▶ WHAT IS ASKED
Return the lines below unchanged, starting with the line that contains "of the child" and going on through the end of the entries.

▶ GIVEN INFORMATION
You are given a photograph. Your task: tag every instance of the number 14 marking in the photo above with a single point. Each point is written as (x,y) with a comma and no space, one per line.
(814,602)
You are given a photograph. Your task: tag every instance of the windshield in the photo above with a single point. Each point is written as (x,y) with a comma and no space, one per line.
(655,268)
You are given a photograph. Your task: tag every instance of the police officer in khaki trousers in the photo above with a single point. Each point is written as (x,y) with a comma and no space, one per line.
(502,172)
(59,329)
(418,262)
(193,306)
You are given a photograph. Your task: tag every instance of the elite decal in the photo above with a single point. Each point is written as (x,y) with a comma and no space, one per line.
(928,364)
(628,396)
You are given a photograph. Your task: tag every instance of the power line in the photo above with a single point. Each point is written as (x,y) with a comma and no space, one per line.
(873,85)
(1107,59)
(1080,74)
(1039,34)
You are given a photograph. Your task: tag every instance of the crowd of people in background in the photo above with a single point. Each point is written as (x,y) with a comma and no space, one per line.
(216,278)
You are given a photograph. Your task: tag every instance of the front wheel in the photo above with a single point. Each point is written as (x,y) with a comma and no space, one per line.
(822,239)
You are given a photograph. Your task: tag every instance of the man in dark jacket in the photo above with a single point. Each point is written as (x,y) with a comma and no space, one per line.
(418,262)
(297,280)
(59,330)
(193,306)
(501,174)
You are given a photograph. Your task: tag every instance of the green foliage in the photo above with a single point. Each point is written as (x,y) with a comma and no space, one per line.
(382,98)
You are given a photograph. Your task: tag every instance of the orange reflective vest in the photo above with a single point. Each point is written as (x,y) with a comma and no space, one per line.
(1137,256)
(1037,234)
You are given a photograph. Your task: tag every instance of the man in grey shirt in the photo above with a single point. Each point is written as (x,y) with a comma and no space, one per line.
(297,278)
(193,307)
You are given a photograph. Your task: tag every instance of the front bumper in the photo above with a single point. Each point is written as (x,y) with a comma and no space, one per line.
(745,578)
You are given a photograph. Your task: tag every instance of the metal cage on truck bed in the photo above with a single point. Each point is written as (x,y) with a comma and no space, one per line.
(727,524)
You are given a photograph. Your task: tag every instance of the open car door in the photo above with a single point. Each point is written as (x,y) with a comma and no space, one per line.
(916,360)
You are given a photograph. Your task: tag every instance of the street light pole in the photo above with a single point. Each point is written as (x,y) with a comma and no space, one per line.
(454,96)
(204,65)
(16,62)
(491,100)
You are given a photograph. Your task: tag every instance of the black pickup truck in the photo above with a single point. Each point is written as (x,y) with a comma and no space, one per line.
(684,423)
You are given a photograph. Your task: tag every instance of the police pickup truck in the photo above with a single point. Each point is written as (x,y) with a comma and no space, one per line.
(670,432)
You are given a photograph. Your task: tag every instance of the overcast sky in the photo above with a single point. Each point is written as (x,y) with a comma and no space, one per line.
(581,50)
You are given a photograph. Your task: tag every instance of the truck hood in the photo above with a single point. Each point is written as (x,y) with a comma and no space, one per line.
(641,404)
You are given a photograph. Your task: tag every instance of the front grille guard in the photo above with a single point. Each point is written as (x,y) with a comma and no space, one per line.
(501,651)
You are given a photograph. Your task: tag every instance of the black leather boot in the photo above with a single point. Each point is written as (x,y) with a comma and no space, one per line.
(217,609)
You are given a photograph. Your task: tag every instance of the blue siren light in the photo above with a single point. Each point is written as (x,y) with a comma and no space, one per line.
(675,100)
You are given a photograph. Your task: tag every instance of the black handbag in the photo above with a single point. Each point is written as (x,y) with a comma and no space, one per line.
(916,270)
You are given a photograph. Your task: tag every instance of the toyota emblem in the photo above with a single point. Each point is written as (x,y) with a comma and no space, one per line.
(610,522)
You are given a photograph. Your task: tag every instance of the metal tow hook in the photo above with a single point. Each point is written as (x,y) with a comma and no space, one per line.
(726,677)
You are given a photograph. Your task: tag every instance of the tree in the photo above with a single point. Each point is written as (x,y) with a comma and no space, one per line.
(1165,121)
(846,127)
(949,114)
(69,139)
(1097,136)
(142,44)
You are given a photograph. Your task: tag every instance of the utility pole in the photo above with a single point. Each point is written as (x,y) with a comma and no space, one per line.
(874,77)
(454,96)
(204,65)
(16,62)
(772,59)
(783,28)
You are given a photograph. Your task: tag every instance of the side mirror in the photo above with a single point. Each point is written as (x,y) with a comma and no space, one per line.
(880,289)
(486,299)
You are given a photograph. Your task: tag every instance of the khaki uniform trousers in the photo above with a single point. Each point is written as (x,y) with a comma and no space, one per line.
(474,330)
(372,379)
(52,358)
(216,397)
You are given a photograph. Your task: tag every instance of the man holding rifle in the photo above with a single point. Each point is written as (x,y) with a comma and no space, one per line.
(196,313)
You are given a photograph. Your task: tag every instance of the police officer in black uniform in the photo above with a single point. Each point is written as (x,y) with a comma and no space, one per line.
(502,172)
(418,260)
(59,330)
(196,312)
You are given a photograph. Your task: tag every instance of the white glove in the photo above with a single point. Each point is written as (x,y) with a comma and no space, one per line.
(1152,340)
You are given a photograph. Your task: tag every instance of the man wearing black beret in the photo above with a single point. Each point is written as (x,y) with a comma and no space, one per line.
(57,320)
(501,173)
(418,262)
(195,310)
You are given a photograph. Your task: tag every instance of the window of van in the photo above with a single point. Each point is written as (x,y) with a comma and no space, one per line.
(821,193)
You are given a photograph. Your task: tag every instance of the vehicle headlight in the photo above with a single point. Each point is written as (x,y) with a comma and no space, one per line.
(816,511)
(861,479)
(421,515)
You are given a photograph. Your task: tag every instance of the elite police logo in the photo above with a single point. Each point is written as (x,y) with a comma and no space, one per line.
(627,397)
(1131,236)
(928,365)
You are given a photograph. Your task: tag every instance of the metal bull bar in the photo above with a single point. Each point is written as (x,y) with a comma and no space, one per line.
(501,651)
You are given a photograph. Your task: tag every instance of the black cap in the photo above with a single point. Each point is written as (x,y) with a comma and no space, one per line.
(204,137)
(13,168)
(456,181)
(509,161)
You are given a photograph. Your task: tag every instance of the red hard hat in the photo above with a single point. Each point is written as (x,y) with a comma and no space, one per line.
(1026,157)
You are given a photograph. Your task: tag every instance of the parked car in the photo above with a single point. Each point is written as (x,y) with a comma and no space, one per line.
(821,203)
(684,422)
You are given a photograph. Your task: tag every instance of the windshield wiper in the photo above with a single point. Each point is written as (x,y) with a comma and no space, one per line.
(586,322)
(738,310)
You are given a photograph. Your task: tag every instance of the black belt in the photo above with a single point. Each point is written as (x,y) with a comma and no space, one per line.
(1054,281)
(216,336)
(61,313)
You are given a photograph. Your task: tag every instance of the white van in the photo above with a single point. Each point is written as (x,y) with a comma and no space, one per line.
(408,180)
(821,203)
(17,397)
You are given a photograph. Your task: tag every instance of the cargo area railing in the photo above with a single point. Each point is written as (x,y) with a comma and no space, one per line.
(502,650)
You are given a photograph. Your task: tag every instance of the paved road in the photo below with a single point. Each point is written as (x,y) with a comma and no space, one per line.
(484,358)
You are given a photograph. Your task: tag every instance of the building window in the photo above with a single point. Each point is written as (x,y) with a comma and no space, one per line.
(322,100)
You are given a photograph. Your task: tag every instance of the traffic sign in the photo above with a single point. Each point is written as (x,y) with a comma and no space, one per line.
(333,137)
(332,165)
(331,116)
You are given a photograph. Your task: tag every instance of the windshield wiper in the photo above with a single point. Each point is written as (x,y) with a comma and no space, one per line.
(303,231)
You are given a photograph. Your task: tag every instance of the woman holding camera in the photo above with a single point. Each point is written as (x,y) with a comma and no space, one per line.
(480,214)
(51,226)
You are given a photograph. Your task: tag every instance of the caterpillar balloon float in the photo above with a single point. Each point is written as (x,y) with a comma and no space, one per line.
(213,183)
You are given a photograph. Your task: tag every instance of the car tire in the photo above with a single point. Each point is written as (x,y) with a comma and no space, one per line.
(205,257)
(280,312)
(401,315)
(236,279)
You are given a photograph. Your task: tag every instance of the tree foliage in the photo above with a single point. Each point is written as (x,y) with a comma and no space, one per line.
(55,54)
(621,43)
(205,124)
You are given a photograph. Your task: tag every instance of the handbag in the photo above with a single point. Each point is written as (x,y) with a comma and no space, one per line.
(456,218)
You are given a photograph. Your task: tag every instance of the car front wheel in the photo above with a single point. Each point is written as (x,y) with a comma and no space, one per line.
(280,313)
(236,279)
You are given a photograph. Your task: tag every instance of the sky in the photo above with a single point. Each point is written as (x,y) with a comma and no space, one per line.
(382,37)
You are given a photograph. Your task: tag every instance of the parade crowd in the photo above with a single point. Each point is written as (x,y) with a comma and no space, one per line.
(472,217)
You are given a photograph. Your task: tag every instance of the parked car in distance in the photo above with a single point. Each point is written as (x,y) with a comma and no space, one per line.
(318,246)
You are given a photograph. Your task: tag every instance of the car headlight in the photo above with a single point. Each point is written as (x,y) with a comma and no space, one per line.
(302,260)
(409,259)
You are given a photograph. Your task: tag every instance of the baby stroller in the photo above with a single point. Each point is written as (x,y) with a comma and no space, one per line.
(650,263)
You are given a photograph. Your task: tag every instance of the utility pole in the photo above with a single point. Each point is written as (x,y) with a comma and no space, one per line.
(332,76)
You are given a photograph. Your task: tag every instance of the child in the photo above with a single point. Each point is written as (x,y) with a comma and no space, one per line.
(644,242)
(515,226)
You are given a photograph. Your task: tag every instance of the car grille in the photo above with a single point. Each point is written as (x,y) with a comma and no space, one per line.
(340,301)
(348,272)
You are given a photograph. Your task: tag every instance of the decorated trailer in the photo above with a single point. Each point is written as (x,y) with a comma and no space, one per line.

▶ SOLUTION
You are given a photograph. Your task: tag every instance of the child in the photo above with a single point. Each point is written as (x,y) with a comma and no space, one per line.
(644,242)
(515,226)
You are given a photograph. Your task: tag every instance of the car grille in the photo above with a single point. Each point is written as (x,y) with a comma and no space, one per line.
(340,301)
(348,272)
You are given a photograph. Your task: tag every instance of the decorated trailer in the photo above with a single point. Each point is written as (x,y) with a comma and no space, one per line.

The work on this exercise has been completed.